=== Task details ===
Convert everything from the record containing "Each instance of the horse's neck" down to the last record below into a two-column CSV with the columns record_text and answer. Make one row per record, enclose each field in quotation marks, and replace line breaks with spaces.

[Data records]
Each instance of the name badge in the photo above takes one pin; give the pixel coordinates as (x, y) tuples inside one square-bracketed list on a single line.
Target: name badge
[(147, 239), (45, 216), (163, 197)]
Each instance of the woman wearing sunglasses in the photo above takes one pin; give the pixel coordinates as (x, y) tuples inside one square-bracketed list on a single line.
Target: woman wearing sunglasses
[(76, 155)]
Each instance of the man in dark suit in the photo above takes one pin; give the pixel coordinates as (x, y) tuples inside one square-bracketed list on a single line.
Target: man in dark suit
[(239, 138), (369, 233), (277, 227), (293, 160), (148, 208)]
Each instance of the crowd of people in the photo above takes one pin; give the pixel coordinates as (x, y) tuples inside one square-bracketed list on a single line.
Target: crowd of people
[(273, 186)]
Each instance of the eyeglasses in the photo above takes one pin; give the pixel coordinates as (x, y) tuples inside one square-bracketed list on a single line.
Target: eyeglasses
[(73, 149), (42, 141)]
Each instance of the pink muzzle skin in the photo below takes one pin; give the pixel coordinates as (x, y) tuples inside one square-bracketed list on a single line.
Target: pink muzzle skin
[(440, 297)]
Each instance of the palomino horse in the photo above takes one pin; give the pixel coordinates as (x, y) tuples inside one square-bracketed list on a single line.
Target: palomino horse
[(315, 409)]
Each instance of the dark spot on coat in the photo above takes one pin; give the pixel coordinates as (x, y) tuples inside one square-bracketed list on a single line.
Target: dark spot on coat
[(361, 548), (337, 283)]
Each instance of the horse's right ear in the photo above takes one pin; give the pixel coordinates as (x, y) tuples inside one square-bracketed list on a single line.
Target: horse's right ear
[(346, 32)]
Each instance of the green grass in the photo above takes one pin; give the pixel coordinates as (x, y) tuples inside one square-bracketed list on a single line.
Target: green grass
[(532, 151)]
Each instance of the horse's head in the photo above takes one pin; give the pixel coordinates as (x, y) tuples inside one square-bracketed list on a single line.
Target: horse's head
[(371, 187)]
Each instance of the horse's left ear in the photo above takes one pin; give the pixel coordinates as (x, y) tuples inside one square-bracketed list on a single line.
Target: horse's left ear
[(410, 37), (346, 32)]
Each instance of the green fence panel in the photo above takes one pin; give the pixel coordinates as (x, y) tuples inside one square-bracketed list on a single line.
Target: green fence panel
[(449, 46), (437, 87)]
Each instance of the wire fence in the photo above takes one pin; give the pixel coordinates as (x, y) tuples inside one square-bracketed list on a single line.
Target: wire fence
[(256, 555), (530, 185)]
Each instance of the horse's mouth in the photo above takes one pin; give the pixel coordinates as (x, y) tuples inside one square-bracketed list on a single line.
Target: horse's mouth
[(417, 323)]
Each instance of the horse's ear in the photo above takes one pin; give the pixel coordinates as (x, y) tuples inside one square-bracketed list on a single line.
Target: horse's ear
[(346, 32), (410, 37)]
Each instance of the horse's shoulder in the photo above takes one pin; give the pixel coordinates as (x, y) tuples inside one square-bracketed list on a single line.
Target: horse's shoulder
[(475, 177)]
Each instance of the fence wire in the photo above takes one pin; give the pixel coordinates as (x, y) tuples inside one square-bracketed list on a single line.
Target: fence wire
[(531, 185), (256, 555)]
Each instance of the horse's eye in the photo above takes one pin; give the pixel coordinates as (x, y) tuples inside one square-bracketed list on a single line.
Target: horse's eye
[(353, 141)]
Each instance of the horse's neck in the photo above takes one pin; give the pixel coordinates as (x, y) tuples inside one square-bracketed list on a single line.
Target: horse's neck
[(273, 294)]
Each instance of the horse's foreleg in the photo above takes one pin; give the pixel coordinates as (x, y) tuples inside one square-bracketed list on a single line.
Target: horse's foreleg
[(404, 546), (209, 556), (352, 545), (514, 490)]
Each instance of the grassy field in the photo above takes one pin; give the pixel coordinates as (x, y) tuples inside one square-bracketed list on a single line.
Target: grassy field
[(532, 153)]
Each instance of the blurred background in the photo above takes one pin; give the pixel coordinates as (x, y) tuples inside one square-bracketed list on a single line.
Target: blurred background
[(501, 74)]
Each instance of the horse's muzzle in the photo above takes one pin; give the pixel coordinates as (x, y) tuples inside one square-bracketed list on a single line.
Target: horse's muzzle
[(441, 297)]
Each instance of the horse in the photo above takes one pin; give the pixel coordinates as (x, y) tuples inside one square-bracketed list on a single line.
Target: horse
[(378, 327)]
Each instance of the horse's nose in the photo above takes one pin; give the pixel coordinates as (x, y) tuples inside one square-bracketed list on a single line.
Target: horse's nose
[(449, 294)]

=== Written answer ===
record_text,answer
"Each instance of the horse's neck in the photo above takes one pin; give the pixel coordinates as (x, y) tuples inside one square-bracketed list on a single line. Target: horse's neck","[(273, 294)]"
"Each instance of the horse's foreleg in the photo above takes one pin; give the pixel coordinates as (x, y) tuples inside one square-bracketed list on a single line. Target: horse's foreleg","[(404, 546), (209, 556), (352, 545), (514, 490)]"
"Each instance of the grassy field in the photo above takes one pin; give the pixel coordinates as (x, y) tuples inside one square-bracketed list on a single line. Target: grassy field","[(532, 153)]"
"Each instance of the blurred background in the photo above takes one pin; give the pixel coordinates as (x, y) tuples inside one square-bracketed list on a single line. Target: blurred background","[(501, 74)]"
"Each instance of the horse's muzzle in the photo above takes one pin; give the pixel coordinates as (x, y) tuples inside one square-bracketed list on a single line. Target: horse's muzzle","[(441, 297)]"
"Each instance of the horse in the photo above takes one pin; give the pixel coordinates as (x, y) tuples inside one square-bracketed list on a single line. Target: horse","[(378, 327)]"
"Each instance of the horse's nose in the photo above takes one pin; give the pixel coordinates as (x, y) tuples inside one square-bracketed list on a single line. Target: horse's nose","[(449, 294)]"